# tree frog at my place



## orchid527 (Jun 16, 2013)

This guy was on the front door, beneath the porch light looking for an easy meal. He is about 2 inches long.

Mike


----------



## ZWUM (Jun 16, 2013)

Nice!


----------



## SlipperFan (Jun 16, 2013)

Great shot!!!


----------



## Rick (Jun 16, 2013)

I like it when the tree frogs are in the GH


----------



## Trithor (Jun 17, 2013)

Fantastic picture! It must be special to have them arround your house


----------



## The Orchid Boy (Jun 17, 2013)

Cool! In 2011, a really wet year for us, we had dozens (or maybe even hundreds) of dime sized green baby tree frogs hopping all over our garden. We also had lots of aduts too.


----------



## jjkOC (Jun 17, 2013)

Whoa!


----------



## biothanasis (Jun 18, 2013)

great eye colour!!!


----------



## goldenrose (Jun 18, 2013)

AAAWE! Around my place I've only seen them on a couple of occasions, wish I saw more but we do have a very healthy population of garter snakes.


----------



## orchid527 (Jun 18, 2013)

DATA SECTION
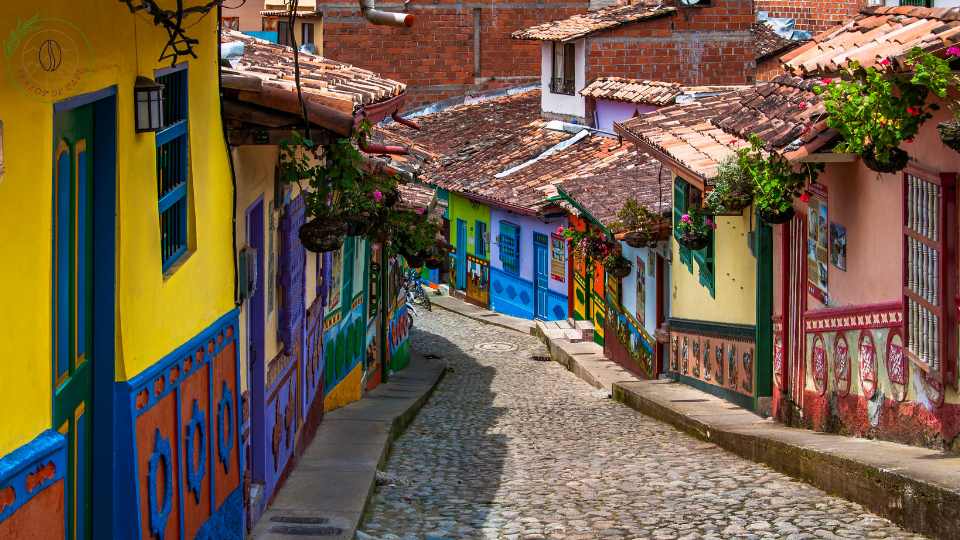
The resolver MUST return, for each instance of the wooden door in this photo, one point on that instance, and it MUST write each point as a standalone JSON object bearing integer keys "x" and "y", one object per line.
{"x": 795, "y": 307}
{"x": 73, "y": 307}
{"x": 541, "y": 279}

WRITTEN PROBLEM A
In the tree frog thread, how long does orchid527 say the frog on the front door is?
WRITTEN PROBLEM B
Please carry on the tree frog thread from the point where it stops.
The material has no connection to the tree frog thread.

EXPECTED ANSWER A
About 2 inches long.

EXPECTED ANSWER B
Last year, we had two that got stuck in the garage for about a month. I thought they would have died without water, but when we finally found them, they were just fine and I returned them to the outside. Currently we have one that hangs out beneath the gutters of the house near the roof vents for the greenhouse. He starts croaking whenever it begins to rain and it is really quite loud. You can coax him into "talking" with almost any crude imitation.

Mike


----------



## chris20 (Jun 19, 2013)

Keep him around! They eat bugs and slugs.


----------



## willamblera (Jun 19, 2013)

Great shot!


----------



## NYEric (Jun 20, 2013)

chris20 said:


> Keep him around! They eat bugs and slugs.



If only I could keep them in the apartment without the cats bothering them..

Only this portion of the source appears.